## Problem to solve:
Recast everything from the first line down through the line containing "204L424 206L426 211L426" as a JSON list of strings, one string per line, with blank lines left out.

## Records for the task:

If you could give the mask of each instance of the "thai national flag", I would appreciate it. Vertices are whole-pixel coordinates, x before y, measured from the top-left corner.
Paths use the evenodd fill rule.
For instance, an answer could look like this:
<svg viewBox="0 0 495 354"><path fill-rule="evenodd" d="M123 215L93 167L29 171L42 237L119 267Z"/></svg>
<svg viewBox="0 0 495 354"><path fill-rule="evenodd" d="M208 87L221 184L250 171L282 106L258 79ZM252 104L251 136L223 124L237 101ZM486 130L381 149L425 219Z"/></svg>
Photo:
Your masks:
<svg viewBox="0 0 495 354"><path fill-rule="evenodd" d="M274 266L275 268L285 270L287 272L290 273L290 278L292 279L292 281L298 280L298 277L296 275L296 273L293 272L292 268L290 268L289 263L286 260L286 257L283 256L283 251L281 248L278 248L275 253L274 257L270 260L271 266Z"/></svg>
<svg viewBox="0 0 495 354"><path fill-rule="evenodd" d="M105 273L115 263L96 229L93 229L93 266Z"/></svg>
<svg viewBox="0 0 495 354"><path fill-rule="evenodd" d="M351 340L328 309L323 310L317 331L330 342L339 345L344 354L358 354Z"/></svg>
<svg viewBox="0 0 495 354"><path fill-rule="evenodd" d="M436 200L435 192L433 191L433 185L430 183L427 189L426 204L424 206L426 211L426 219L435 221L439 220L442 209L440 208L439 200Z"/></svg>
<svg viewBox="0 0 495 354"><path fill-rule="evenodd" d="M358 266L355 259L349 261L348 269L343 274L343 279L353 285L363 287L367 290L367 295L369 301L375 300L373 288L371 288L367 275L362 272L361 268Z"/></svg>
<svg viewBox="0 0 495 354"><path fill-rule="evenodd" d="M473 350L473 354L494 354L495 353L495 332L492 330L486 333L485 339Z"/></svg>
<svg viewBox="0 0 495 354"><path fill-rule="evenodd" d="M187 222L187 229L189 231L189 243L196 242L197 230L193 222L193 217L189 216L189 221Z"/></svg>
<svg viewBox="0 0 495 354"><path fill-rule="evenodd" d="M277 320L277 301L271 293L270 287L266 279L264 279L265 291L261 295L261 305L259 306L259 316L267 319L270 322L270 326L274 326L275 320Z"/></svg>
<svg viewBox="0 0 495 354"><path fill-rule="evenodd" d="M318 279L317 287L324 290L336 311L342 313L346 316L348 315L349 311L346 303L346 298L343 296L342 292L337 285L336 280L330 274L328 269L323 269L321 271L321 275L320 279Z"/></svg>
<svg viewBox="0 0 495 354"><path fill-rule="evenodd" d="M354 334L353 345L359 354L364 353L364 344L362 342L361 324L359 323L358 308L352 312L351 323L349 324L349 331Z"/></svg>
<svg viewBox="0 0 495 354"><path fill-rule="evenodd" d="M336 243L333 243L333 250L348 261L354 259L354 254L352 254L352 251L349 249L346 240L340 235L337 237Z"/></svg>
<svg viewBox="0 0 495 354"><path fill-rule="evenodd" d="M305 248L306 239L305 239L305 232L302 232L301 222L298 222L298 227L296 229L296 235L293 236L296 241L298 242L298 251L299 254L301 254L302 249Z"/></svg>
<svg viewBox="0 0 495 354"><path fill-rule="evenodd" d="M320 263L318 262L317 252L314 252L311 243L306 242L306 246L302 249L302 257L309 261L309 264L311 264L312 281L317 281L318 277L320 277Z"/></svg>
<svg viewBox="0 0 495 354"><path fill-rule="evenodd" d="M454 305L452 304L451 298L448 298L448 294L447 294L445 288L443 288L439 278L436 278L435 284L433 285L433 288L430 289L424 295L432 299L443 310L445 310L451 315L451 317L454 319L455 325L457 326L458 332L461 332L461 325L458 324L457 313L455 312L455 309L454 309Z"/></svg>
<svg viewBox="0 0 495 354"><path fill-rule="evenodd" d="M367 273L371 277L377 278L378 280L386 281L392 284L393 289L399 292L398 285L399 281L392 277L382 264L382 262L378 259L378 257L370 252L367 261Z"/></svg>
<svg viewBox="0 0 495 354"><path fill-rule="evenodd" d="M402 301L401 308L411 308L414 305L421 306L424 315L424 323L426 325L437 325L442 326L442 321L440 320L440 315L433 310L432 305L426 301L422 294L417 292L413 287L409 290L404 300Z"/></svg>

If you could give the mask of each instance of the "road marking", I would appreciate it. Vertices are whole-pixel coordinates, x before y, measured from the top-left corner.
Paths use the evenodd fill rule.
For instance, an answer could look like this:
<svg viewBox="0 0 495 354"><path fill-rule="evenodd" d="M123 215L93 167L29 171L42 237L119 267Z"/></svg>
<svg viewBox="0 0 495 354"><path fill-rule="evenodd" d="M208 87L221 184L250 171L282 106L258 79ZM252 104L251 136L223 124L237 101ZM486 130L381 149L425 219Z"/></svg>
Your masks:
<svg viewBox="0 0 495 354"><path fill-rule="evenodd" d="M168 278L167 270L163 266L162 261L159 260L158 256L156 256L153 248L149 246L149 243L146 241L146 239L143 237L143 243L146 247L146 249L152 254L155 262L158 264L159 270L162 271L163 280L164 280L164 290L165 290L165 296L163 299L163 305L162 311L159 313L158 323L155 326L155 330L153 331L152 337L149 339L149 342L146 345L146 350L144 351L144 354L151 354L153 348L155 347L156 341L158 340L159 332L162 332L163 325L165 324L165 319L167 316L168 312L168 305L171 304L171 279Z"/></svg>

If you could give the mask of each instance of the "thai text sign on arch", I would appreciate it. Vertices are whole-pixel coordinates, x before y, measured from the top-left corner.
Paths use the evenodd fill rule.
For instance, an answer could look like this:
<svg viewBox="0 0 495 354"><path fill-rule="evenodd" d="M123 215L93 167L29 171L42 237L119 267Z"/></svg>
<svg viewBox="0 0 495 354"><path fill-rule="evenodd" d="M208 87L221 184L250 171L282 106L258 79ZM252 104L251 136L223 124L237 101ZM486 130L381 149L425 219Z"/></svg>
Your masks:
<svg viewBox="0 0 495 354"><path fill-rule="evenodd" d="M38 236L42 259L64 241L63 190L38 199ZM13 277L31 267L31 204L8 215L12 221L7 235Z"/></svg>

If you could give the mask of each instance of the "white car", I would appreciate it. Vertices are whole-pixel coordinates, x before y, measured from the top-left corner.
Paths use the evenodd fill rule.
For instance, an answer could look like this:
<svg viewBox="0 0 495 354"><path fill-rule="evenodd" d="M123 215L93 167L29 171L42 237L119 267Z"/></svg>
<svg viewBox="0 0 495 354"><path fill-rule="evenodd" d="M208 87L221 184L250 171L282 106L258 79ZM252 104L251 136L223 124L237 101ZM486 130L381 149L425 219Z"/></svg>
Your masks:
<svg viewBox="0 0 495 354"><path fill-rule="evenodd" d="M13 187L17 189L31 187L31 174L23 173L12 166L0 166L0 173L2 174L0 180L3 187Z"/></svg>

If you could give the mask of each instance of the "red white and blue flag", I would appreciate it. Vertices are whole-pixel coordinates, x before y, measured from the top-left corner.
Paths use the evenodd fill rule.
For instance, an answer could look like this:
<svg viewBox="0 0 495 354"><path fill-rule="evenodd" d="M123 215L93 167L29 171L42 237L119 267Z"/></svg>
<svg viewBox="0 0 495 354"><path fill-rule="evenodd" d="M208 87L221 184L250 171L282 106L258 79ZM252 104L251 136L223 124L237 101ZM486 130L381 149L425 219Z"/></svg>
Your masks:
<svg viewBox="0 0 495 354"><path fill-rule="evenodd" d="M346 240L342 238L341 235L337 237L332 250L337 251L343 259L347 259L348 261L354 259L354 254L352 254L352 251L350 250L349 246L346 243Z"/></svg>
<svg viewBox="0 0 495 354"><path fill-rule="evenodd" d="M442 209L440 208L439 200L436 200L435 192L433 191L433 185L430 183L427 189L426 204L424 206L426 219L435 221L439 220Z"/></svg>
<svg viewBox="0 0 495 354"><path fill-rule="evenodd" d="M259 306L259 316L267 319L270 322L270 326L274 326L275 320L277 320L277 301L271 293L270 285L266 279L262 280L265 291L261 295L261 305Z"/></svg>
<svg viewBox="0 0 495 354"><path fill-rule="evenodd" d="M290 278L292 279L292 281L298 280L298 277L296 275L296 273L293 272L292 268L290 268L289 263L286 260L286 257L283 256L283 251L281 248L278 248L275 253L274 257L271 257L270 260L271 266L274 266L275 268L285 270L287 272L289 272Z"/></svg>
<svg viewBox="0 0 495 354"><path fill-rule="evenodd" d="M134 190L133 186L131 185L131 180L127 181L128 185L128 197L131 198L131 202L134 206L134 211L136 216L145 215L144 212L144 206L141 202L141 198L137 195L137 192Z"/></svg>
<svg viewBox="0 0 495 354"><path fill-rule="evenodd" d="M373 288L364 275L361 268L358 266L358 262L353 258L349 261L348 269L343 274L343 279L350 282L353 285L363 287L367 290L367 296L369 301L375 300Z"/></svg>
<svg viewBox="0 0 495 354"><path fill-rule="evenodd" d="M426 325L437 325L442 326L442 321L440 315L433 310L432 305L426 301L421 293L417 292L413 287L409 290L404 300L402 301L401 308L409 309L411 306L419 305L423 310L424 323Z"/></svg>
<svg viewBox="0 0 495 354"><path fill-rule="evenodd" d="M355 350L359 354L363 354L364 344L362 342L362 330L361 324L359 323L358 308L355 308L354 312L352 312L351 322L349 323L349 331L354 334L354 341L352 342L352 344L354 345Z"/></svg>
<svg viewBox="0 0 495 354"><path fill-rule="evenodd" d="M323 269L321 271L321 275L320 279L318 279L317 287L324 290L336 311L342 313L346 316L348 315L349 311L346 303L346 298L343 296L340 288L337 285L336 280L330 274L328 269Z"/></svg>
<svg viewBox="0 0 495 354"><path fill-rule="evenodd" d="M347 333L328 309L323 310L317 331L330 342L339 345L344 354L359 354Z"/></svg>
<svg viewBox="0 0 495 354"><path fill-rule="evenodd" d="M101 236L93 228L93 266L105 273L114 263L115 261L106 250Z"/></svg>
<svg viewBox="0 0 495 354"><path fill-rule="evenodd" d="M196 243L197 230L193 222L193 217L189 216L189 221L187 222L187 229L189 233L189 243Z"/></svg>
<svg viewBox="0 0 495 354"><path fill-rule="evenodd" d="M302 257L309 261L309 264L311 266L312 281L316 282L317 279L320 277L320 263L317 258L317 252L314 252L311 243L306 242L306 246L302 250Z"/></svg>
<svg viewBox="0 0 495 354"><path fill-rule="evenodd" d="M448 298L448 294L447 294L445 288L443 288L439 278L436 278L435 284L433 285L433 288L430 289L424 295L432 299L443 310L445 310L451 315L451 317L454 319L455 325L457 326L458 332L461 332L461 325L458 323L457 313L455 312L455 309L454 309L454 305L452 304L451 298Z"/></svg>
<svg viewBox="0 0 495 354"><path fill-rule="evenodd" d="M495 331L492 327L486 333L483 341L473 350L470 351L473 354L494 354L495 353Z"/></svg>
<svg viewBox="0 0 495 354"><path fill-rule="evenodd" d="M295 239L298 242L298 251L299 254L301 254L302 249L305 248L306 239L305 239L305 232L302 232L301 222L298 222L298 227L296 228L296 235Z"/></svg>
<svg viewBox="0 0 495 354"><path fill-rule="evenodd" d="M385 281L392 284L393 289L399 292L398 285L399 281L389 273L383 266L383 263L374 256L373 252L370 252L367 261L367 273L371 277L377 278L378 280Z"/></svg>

## Response:
[
  "If you could give the mask of each instance of the \"thai national flag\", I would appreciate it. Vertices are whole-pixel coordinates, x before y, measured from the top-left corner.",
  "Paths use the evenodd fill rule.",
  "For instance, an answer could look like this:",
  "<svg viewBox=\"0 0 495 354\"><path fill-rule=\"evenodd\" d=\"M123 215L93 167L29 171L42 237L119 267Z\"/></svg>",
  "<svg viewBox=\"0 0 495 354\"><path fill-rule=\"evenodd\" d=\"M208 87L221 184L250 171L282 106L258 79ZM252 104L251 136L223 124L237 101ZM486 130L381 149L425 219Z\"/></svg>",
  "Photo:",
  "Your masks:",
  "<svg viewBox=\"0 0 495 354\"><path fill-rule=\"evenodd\" d=\"M274 266L275 268L285 270L287 272L290 273L290 278L292 279L292 281L298 280L298 277L296 275L296 273L293 272L292 268L290 268L289 263L286 260L286 257L283 256L283 251L281 248L278 248L275 253L274 257L270 260L271 266Z\"/></svg>",
  "<svg viewBox=\"0 0 495 354\"><path fill-rule=\"evenodd\" d=\"M105 273L115 263L96 229L93 229L93 266Z\"/></svg>",
  "<svg viewBox=\"0 0 495 354\"><path fill-rule=\"evenodd\" d=\"M351 340L328 309L323 310L317 331L330 342L339 345L344 354L358 354Z\"/></svg>",
  "<svg viewBox=\"0 0 495 354\"><path fill-rule=\"evenodd\" d=\"M436 200L435 192L433 191L433 185L430 183L427 189L426 204L424 206L426 211L426 219L435 221L439 220L442 209L440 208L439 200Z\"/></svg>"
]